O mais básico deles é uma visão de que os fatores têm liquidez absoluta. Não creio que isso seja assim tão factível fora do espaço sem atrito da teoria. Podemos deslocar o dinheiro (Capital-Lei das SA) de uma empresa para outra, mas não podemos deslocar equipamentos (Capital-Adam Smith) de uma empresa para outra. E se práticas gerenciais podem ter impacto sobre produtividade (embora sejam muito mais difíceis e custosas de se copiar do que acredita nossa vã burocracia weberiana), equipamento que aparece marcado num balanço de empresa com seu valor escritural não é conversível em capital noutro lugar sem eventuais perdas de seu valor de mercado em função da obsolescência e/ou de ganhos de eficiência de equipamentos mais modernos. O mesmo ocorre via aquisição, que, como num transplante, envolve uma probabilidade não desprezível de rejeição.

Linhas de dados:

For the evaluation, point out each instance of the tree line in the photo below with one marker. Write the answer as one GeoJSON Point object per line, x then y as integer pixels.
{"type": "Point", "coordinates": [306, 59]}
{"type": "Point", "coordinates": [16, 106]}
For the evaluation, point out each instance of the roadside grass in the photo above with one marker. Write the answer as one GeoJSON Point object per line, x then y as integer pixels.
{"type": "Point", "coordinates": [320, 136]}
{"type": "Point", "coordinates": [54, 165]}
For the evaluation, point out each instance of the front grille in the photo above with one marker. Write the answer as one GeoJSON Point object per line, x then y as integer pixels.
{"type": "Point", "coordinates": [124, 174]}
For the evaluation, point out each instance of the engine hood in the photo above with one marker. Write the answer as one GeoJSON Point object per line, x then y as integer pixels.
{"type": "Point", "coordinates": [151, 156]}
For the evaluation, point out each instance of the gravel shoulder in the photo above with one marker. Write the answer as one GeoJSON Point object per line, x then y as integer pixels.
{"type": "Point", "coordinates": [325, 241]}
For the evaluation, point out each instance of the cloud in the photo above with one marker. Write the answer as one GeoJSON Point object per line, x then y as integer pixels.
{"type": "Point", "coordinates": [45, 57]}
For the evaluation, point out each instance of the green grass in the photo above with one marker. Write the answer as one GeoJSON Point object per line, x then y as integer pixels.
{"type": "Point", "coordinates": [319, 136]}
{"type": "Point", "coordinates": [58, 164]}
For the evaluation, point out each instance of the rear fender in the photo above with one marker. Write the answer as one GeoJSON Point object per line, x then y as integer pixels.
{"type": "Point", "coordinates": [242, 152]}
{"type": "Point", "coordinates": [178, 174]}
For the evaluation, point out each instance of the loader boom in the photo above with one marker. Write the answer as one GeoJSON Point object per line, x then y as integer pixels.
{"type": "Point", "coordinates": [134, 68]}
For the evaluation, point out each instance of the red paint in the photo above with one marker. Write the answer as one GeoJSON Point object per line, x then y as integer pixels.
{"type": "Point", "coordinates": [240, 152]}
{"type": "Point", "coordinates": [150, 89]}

### O PROBLEMA
Responda com base no trecho sobre a liquidez dos fatores:
(a) Qual é a visão apontada como a mais básica?
(b) Segundo o trecho, o que se pode deslocar de uma empresa para outra e o que não se pode?
(c) A que o trecho compara a aquisição?
As linhas não têm relação com o trecho.

### SOLUÇÃO DO PROBLEMA
(a) A visão de que os fatores têm liquidez absoluta.
(b) Pode-se deslocar o dinheiro (Capital-Lei das SA), mas não os equipamentos (Capital-Adam Smith).
(c) A um transplante, que envolve uma probabilidade não desprezível de rejeição.